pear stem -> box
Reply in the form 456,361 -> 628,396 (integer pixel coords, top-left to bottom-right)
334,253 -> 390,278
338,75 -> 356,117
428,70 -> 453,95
########################################
### What is expected
Retype the entries above line for line, keeping every word, number, and symbol unchanged.

### Answer to the exercise
pear stem -> box
Reply in the form 456,361 -> 628,396 (integer pixel coords, top-left to bottom-right)
334,253 -> 390,278
338,75 -> 356,117
428,70 -> 453,95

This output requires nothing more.